[Given data — start]
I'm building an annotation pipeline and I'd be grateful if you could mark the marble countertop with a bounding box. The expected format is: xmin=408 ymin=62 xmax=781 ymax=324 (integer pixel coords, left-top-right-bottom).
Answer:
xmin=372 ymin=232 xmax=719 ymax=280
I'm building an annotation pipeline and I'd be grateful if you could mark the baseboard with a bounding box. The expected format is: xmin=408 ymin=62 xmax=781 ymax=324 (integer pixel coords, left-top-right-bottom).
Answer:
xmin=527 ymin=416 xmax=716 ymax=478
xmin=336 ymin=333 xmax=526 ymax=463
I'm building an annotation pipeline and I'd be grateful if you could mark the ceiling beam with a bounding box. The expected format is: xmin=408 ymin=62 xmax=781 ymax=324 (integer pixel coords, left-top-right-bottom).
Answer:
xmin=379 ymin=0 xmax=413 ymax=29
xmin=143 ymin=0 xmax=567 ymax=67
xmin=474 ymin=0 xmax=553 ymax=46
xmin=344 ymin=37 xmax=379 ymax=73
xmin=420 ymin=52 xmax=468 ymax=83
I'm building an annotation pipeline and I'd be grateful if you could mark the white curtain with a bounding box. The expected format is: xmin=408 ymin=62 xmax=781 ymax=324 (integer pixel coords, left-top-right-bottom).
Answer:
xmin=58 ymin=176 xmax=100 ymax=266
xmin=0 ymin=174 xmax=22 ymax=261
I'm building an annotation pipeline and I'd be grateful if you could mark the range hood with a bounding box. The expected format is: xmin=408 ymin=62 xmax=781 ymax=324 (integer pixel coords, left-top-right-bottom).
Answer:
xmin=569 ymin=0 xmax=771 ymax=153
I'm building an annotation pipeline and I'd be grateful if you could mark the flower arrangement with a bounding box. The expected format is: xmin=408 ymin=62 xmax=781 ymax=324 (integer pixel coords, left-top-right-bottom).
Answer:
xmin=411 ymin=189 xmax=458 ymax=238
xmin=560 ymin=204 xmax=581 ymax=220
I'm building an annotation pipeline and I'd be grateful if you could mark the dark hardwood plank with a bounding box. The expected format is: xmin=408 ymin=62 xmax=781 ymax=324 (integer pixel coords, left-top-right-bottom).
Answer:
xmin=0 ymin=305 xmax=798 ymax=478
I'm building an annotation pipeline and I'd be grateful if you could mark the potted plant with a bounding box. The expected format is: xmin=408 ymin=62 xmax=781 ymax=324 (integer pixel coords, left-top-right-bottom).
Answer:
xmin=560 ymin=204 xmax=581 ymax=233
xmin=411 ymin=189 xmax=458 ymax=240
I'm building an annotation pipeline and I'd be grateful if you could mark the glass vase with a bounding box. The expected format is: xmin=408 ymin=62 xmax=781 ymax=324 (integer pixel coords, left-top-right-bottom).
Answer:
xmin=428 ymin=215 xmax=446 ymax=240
[Given data — finish]
[Given data — start]
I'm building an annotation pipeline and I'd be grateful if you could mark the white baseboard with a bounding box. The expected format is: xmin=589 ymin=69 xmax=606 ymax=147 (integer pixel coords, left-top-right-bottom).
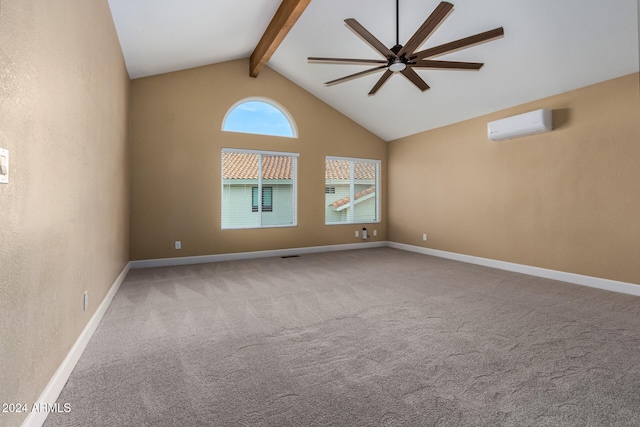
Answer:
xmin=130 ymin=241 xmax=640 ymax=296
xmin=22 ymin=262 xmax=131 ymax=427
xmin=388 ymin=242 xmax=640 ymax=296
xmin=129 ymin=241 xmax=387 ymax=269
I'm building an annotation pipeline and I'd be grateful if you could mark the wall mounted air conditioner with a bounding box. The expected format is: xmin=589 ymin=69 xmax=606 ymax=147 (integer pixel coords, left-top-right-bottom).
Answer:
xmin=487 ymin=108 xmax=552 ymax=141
[Given data — finish]
[Given data — start]
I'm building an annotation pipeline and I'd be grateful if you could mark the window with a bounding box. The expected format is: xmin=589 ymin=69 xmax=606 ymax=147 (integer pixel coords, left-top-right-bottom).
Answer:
[Given data — finish]
Retype word for word everything in the listing above from the line that holds "mark the marble" down to the line that holds "mark the ceiling". Keep both end lines and leave out the rest.

▸ Response
I'm building an annotation pipeline and I'd be grateful if you could mark the marble countertop with a bounding box. The expected format is: xmin=408 ymin=62 xmax=781 ymax=324 (integer pixel coords, left-top-right-bottom).
Answer:
xmin=372 ymin=232 xmax=719 ymax=280
I'm building an annotation pipeline and I'd be grateful if you could mark the baseboard with a bounding box. The expected format is: xmin=408 ymin=62 xmax=781 ymax=324 (integer pixel coords, left-top-right-bottom).
Answer:
xmin=527 ymin=416 xmax=716 ymax=478
xmin=336 ymin=333 xmax=526 ymax=463
I'm building an annotation pipeline and I'd be grateful if you could mark the ceiling beam with a bounding box. The expected format is: xmin=408 ymin=62 xmax=781 ymax=324 (integer pixel coords, left-top-right-bottom).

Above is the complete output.